- Materials provided
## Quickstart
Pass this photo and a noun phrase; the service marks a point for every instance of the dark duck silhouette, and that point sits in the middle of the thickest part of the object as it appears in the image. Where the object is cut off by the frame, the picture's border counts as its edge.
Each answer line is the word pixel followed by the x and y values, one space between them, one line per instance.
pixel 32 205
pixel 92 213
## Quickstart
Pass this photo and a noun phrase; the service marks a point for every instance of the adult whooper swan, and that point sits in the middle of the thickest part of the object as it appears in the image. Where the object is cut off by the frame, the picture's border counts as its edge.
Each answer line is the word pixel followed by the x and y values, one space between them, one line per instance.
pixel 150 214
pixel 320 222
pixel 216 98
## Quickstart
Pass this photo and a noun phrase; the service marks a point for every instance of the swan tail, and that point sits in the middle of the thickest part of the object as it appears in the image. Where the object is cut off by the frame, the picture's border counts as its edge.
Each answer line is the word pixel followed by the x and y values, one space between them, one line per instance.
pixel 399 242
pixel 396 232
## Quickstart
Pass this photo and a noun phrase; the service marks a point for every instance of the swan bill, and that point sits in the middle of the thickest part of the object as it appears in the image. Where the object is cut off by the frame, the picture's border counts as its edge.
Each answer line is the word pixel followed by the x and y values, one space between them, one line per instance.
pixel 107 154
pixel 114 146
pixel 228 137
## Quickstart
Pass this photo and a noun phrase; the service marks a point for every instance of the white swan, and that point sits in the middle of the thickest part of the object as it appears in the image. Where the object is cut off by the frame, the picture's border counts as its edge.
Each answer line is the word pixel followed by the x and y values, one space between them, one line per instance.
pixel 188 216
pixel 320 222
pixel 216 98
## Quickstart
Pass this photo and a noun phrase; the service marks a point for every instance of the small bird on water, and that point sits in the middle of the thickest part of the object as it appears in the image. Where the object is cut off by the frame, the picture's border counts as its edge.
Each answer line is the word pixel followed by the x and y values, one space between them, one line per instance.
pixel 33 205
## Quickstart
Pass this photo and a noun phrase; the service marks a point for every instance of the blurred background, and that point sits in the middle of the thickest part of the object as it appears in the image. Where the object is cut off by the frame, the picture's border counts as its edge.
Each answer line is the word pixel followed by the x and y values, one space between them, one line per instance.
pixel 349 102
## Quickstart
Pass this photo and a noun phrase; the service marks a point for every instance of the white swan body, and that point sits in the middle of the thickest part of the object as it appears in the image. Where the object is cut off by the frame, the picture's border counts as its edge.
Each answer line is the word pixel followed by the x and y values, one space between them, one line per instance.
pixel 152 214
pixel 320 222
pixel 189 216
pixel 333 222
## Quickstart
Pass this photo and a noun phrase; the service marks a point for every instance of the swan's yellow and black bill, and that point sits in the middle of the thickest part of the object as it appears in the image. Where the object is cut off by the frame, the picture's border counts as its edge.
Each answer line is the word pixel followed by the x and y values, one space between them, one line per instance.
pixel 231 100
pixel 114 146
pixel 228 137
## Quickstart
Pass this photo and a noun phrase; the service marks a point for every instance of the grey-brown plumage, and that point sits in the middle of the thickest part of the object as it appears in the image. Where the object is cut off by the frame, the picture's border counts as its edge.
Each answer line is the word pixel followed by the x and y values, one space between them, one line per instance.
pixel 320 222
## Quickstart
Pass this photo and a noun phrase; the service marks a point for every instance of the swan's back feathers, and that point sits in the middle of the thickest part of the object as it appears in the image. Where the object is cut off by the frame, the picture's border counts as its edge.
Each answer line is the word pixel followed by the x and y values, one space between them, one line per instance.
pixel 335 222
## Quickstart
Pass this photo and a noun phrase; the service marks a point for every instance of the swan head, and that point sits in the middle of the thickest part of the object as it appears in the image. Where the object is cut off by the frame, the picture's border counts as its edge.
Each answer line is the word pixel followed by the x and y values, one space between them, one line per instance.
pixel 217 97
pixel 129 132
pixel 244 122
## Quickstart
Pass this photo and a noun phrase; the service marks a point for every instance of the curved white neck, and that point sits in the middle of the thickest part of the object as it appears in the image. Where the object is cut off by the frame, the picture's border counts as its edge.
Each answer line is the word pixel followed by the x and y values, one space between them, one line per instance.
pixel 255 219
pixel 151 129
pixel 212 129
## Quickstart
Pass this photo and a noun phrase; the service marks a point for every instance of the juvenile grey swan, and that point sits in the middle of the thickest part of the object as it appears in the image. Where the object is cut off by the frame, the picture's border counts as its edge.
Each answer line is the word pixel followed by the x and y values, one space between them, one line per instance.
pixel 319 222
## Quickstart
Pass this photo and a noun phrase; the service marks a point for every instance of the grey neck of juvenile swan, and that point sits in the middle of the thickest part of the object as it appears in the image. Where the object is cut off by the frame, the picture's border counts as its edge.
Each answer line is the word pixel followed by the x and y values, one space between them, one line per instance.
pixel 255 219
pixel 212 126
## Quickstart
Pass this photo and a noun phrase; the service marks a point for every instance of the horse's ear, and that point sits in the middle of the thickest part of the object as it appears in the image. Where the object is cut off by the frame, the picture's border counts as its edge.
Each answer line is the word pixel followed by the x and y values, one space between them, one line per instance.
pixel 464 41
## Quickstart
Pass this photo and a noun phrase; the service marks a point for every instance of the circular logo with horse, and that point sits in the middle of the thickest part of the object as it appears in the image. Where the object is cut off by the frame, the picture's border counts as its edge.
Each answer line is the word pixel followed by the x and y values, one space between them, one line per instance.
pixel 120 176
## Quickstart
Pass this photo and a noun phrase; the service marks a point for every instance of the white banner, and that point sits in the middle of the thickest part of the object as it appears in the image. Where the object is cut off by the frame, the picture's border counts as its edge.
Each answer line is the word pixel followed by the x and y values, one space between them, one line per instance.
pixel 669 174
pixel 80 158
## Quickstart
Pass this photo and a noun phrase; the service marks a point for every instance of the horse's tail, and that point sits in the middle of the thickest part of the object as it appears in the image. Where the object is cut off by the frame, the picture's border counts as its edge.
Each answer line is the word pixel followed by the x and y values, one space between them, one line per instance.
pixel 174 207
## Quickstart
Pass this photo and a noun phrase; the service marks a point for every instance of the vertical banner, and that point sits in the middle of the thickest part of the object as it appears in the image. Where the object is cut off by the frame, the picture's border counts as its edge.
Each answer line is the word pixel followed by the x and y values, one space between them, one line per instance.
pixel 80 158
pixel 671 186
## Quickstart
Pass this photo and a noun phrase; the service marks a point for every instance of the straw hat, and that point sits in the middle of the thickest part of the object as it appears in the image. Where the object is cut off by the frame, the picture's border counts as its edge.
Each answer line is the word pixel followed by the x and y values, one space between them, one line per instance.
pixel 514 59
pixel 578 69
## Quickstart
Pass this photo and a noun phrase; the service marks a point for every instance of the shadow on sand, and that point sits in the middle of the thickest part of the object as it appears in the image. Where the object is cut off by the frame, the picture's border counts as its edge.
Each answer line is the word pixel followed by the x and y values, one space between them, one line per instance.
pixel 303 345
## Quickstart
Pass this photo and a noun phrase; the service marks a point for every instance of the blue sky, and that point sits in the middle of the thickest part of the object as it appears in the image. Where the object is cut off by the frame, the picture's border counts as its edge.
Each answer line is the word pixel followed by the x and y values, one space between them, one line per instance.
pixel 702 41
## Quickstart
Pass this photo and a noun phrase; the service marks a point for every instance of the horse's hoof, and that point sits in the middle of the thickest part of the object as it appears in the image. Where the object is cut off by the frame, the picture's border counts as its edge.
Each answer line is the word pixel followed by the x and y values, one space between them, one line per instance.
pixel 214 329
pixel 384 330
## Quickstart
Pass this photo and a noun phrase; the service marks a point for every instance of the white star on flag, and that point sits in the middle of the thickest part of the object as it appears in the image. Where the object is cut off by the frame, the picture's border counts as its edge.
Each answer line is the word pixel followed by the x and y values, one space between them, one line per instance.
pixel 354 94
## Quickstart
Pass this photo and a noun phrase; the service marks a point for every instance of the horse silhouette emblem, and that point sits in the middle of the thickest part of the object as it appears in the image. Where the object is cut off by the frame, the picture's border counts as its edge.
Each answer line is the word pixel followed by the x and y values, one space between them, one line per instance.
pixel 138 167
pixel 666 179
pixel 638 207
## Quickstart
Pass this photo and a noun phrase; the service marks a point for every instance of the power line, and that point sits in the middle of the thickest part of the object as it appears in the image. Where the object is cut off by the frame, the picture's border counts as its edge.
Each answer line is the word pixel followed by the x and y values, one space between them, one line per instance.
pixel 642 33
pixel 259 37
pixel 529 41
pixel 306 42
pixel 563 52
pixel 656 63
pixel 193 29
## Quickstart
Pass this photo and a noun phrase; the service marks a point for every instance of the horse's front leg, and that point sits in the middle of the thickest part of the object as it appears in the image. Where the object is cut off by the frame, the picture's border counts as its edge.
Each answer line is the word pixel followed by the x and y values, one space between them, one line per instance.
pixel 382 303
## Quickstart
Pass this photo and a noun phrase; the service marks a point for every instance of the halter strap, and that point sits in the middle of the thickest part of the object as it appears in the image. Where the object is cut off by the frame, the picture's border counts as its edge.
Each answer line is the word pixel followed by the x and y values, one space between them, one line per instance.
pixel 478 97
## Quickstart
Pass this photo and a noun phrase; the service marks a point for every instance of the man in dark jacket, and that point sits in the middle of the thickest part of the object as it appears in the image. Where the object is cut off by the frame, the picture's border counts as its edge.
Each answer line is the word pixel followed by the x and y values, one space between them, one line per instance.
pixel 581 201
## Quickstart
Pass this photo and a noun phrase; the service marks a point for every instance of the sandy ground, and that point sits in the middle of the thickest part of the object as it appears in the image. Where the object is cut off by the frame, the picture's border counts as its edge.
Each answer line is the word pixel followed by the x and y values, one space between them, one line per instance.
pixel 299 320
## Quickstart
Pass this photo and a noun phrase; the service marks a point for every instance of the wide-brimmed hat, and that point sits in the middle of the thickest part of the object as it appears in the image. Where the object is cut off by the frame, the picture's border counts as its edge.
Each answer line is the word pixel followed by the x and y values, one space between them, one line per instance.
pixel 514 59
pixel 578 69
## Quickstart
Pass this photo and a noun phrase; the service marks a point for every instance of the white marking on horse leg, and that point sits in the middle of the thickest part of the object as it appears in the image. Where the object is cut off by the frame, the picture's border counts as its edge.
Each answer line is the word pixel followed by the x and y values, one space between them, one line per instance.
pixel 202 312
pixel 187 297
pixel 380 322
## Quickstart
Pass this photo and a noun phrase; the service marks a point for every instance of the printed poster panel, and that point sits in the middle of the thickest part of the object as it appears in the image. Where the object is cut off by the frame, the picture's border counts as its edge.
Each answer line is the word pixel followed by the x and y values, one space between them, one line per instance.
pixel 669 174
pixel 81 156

- Work instructions
Starting at the beginning of the data and stopping after the line that contains "of the dark", write those lines out again with "silhouette" changed to "outline". Leave everything else as it is.

- Result of the task
## Quickstart
Pass this photo and a noun phrase; the service marks a point for every instance of the dark duck outline, and that point sits in the middle of the thickest part of the object as it appears in the image. Where the object is cut off by the frame, the picture's border counts as its edge.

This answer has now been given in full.